● DIRECTIONS:
Copy exactly the lines of the records below, and only those lines, beginning with the line that contains "[locate] the outstretched" and ending with the line that contains "[locate] the man in orange".

··· INPUT DATA

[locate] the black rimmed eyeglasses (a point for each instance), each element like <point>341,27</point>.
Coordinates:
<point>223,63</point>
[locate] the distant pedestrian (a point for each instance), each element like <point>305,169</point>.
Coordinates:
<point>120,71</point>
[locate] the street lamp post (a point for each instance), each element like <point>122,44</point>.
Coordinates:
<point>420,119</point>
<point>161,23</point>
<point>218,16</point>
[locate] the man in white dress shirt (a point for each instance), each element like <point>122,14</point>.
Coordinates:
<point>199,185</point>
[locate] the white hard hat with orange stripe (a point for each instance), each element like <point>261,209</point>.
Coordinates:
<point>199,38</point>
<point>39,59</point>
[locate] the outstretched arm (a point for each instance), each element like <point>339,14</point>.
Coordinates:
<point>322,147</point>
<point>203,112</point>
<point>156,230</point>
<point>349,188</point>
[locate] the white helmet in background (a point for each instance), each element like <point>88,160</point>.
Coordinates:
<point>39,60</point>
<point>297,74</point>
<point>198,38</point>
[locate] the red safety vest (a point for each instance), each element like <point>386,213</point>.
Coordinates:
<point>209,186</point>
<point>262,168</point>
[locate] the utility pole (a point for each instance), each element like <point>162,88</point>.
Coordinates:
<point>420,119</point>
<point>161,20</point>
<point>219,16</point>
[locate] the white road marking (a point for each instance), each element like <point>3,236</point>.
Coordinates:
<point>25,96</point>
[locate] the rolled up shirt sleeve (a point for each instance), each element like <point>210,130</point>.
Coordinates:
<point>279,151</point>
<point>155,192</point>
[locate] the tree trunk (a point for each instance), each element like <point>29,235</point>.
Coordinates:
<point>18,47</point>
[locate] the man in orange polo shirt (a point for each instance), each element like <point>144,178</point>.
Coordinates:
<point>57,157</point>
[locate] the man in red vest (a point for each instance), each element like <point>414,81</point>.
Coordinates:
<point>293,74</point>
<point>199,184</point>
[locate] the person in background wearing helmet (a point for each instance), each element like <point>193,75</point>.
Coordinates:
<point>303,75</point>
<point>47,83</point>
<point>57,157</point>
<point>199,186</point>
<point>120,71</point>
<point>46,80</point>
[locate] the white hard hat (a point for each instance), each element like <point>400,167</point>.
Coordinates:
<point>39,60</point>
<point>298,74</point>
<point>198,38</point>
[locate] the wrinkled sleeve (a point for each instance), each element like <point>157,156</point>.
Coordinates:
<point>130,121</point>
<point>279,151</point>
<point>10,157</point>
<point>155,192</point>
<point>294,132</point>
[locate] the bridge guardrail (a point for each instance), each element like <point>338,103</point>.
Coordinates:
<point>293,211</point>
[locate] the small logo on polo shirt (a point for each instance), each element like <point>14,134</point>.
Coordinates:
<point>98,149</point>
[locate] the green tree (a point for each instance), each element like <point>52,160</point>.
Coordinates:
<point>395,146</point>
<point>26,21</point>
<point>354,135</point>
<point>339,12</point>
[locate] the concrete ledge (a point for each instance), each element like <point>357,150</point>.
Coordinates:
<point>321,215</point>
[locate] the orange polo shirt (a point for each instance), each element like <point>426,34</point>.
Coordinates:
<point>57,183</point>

······
··· INPUT DATA

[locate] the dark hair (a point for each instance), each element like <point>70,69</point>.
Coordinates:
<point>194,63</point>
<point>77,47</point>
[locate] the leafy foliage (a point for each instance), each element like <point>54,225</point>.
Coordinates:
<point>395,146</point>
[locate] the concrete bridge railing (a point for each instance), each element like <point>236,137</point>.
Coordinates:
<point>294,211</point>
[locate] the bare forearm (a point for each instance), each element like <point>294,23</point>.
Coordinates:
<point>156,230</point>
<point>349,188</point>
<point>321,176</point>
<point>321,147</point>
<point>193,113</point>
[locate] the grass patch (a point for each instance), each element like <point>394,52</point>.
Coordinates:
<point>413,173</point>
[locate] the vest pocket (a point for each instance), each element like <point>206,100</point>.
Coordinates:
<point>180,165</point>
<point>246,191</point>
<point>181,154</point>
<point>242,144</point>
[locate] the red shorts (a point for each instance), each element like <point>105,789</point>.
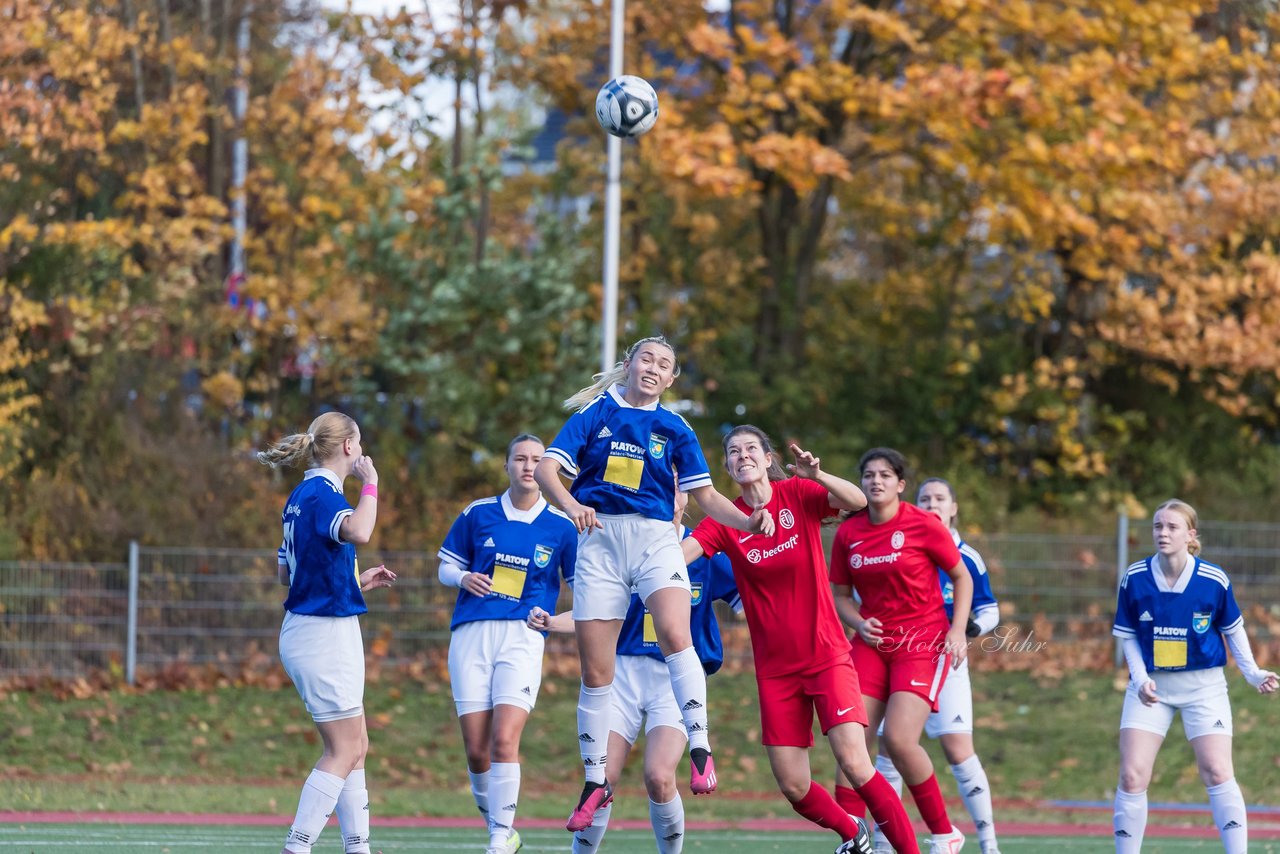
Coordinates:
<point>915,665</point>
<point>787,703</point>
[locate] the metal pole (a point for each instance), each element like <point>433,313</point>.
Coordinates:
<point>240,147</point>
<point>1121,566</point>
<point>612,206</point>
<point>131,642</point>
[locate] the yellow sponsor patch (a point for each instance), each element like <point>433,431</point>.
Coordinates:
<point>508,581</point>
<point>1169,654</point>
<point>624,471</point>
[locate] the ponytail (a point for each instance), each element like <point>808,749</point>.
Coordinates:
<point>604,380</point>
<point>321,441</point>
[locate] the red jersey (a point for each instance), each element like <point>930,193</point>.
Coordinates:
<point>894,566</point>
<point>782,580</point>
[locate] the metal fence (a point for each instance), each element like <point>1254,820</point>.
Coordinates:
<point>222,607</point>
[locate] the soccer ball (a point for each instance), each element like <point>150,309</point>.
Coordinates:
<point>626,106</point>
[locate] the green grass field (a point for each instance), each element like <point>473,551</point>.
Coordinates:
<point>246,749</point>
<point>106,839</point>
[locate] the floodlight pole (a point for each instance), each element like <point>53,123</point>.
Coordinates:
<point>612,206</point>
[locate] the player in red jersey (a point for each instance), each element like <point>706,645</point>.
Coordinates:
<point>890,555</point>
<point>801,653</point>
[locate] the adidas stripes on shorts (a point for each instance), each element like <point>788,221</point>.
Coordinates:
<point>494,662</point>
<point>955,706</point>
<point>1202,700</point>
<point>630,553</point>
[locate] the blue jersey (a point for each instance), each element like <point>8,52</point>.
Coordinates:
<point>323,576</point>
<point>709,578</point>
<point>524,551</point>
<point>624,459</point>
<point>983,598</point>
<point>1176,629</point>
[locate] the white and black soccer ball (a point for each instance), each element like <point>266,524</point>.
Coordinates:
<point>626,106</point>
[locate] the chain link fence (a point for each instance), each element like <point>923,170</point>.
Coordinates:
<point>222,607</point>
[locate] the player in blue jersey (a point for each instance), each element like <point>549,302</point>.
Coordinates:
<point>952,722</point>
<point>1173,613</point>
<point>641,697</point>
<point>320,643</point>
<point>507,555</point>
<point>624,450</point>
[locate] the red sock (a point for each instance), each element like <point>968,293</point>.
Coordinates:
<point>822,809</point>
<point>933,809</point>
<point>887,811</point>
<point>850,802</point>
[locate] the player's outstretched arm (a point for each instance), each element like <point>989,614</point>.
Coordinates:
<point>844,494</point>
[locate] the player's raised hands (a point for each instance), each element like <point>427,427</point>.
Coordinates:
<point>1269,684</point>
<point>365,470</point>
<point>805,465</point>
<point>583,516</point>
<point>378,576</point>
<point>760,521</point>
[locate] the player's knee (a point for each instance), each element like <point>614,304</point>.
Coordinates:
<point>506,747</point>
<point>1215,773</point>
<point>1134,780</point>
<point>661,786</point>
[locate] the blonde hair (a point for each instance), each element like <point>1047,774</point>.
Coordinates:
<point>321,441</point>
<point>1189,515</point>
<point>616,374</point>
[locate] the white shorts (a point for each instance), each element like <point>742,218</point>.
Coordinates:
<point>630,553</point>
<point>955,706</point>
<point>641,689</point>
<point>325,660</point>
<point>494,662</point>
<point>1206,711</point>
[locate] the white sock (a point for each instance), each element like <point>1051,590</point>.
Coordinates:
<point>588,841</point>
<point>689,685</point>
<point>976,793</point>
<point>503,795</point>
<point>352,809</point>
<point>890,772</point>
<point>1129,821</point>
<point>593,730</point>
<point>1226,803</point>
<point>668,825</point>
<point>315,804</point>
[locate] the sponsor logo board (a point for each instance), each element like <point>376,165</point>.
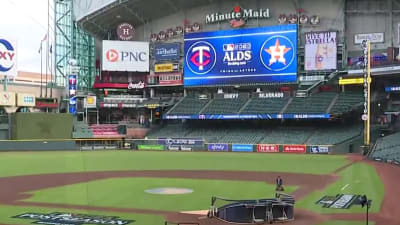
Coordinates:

······

● RESULT FOR THIS EXERCISE:
[locate] the outstretched arm (a point for each instance), each element like <point>339,14</point>.
Coordinates:
<point>322,147</point>
<point>203,112</point>
<point>156,230</point>
<point>349,188</point>
[locate] the white helmet in background (a point for each instance), each element like <point>88,160</point>.
Coordinates:
<point>39,60</point>
<point>297,74</point>
<point>198,38</point>
[locate] the red safety vest (a point for each instance), each element like <point>386,213</point>.
Coordinates:
<point>209,186</point>
<point>262,168</point>
[locate] the utility pole (a point for each instance), each element like <point>162,88</point>.
Coordinates:
<point>420,119</point>
<point>161,20</point>
<point>219,16</point>
[locate] the white road marking (a point for each instance), each element like <point>3,236</point>.
Coordinates:
<point>25,96</point>
[locate] the rolled up shirt sleeve (a point for each instance), each element like <point>210,130</point>.
Coordinates:
<point>279,151</point>
<point>155,192</point>
[locate] the tree trunk (a point for each instance), each element like <point>29,235</point>.
Coordinates:
<point>18,47</point>
[locate] the man in orange polo shirt (a point for each instance), each element like <point>144,178</point>.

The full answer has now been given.